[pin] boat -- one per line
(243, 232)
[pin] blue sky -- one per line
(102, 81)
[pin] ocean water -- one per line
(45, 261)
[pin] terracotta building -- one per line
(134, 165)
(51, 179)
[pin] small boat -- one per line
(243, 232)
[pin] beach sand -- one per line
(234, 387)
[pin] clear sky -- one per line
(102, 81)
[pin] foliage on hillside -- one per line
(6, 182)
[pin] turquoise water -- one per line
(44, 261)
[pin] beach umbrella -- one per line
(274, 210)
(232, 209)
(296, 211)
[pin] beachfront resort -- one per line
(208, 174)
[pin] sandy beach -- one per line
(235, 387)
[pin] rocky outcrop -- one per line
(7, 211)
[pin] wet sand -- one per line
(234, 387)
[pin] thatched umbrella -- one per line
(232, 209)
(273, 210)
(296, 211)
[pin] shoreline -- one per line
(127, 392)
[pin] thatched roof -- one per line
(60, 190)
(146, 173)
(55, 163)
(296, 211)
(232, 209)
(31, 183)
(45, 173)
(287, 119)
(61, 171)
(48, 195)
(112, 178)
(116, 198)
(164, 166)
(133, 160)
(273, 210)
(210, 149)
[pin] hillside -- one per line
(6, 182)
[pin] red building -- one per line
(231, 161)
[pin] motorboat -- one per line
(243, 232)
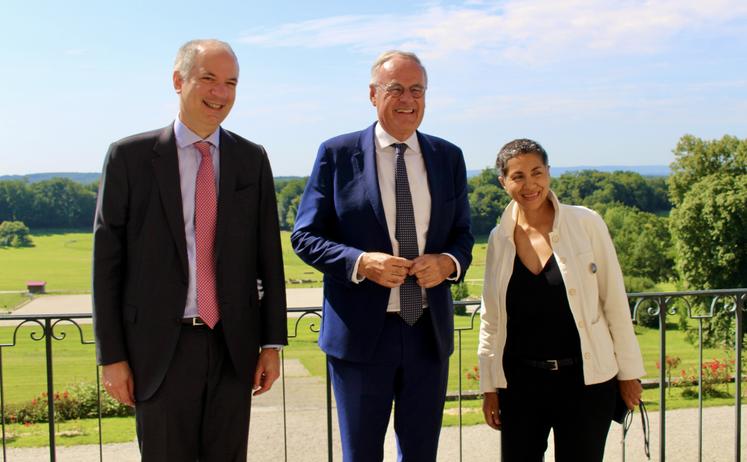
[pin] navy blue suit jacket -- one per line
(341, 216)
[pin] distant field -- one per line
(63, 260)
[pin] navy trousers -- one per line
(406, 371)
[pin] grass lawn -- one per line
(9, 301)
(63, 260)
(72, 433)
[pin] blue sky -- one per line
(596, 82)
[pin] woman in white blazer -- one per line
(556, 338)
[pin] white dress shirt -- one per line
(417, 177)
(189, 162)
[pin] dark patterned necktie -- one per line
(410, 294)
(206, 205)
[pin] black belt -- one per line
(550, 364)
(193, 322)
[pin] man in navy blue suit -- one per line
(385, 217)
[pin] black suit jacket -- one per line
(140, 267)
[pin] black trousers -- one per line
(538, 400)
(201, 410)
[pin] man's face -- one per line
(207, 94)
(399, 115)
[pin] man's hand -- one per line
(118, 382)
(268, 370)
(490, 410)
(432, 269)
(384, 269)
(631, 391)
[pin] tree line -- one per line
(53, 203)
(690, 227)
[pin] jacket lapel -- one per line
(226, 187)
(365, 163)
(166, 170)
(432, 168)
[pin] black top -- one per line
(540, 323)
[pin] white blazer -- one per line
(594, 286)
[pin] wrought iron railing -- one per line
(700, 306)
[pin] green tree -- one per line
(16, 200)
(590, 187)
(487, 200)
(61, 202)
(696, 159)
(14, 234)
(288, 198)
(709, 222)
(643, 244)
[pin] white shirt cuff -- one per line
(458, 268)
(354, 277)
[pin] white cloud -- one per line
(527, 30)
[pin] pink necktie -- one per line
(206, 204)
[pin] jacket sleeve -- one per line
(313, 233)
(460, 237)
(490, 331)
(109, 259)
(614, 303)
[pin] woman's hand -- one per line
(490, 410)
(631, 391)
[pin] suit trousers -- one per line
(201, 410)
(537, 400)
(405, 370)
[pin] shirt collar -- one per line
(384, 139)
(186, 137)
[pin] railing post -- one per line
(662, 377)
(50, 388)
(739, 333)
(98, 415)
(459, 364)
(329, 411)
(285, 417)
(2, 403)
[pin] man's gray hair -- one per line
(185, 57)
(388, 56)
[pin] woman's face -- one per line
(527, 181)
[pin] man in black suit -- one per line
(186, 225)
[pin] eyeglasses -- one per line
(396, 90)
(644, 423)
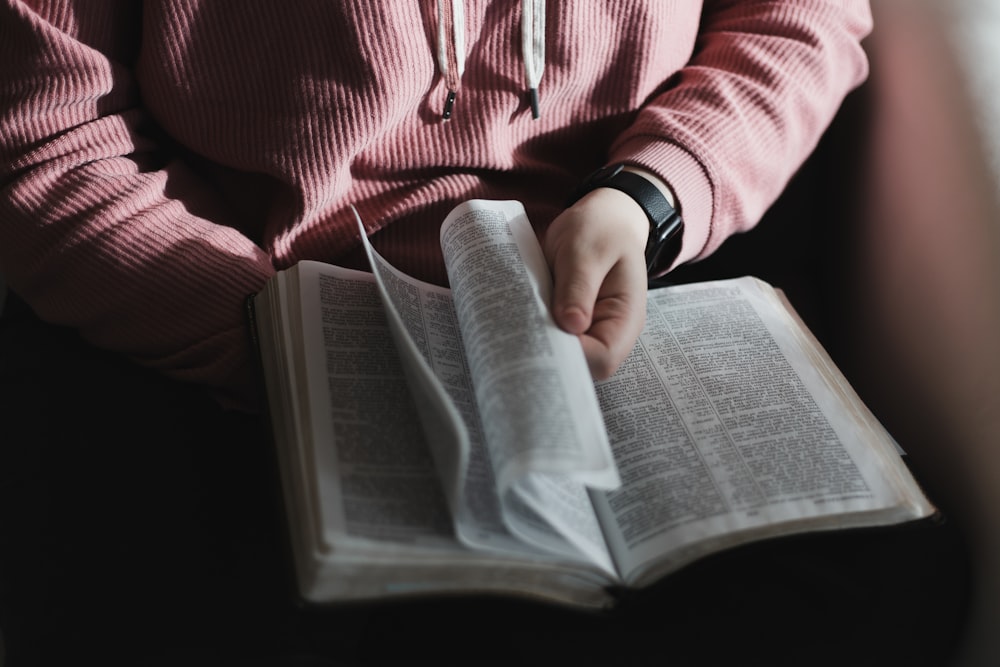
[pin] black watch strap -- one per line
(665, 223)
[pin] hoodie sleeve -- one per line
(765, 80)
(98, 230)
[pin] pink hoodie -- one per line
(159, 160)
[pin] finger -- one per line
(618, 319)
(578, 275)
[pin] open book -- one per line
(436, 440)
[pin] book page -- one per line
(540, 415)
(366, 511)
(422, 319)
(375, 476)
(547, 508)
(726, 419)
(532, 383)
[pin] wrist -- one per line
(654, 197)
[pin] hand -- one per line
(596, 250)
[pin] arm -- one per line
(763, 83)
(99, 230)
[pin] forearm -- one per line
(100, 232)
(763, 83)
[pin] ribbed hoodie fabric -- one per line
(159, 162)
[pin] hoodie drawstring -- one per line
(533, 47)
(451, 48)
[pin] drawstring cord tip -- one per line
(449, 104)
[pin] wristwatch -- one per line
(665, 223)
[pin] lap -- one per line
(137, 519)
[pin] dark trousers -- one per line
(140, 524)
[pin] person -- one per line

· · ·

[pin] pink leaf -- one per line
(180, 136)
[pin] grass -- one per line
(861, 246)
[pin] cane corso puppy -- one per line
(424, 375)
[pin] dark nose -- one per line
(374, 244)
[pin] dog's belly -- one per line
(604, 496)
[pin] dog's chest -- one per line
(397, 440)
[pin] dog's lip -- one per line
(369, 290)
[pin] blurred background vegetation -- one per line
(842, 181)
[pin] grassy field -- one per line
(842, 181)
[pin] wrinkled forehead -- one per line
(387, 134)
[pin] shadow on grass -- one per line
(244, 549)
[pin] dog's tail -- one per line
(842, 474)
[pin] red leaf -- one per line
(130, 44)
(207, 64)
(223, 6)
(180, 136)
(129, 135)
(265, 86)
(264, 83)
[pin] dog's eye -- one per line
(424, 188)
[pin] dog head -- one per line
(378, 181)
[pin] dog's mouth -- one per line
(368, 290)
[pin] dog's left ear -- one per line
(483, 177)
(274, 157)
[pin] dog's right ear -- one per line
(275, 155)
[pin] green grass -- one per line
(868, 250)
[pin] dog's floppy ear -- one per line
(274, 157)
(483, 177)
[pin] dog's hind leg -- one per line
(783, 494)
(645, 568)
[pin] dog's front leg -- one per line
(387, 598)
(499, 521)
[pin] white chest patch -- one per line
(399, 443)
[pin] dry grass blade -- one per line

· · ·

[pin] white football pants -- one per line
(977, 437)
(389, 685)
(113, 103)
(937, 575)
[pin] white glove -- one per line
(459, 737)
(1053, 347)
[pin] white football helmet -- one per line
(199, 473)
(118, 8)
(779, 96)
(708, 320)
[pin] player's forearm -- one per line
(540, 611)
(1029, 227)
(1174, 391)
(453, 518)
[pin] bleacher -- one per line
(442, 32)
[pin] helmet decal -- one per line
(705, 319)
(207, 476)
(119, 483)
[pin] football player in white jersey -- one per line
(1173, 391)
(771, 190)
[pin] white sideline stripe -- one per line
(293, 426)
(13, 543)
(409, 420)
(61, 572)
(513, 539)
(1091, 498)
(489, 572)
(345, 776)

· · ·

- **WHAT IS REQUIRED**
Both end lines included, restate word for word the lines above from the line with "[pin] wristwatch -- one per line" to the line with "[pin] person -- one per line", and nothing else.

- **RESPONSE TO THIS TASK**
[pin] wristwatch -- one per line
(665, 223)
[pin] lap -- one per line
(137, 519)
[pin] dark trousers -- one per line
(140, 524)
[pin] person -- one per line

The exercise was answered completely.